- [Work required]: Print the lines below word for word, leaving out the pictures.

- [Material for the task]:
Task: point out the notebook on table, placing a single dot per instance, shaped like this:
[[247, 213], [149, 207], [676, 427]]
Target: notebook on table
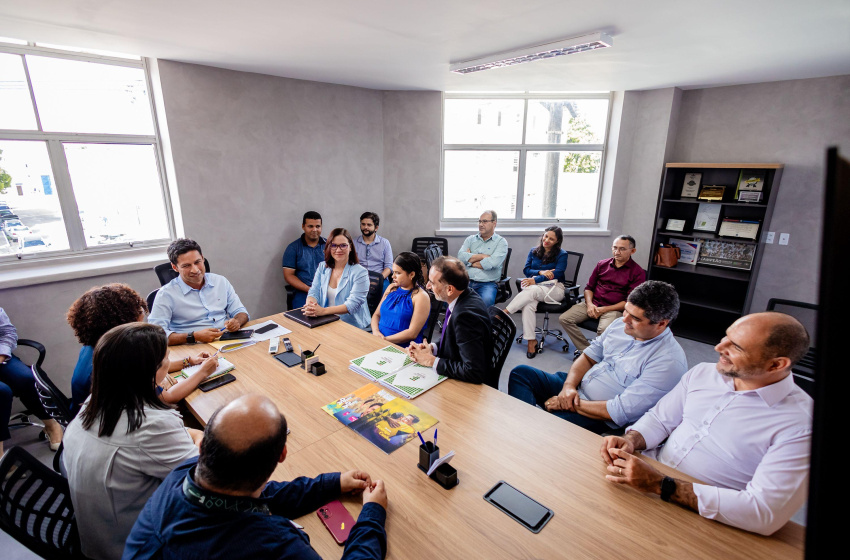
[[298, 316]]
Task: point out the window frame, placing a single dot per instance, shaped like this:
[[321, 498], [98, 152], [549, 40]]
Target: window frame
[[518, 222], [61, 173]]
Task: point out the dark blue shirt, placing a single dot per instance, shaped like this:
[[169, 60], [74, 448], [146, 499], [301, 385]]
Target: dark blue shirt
[[534, 264], [170, 526], [304, 259], [81, 380]]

- [Exercise result]:
Task: point out the notebook on table, placing a single dot per instance, shaped like this:
[[247, 213], [149, 207], [676, 427]]
Target: notebook on table
[[298, 316]]
Task: point out the window frame, placing a single dot per instance, shaped like this:
[[321, 498], [98, 152], [549, 40]]
Target: window frame
[[518, 222], [61, 173]]
Task: point out the dark blue shirt, placing a single dot per instance, shaped like this:
[[169, 60], [74, 448], [146, 499], [301, 385]]
Target: dark blue shirt
[[534, 264], [170, 526], [304, 259], [81, 380]]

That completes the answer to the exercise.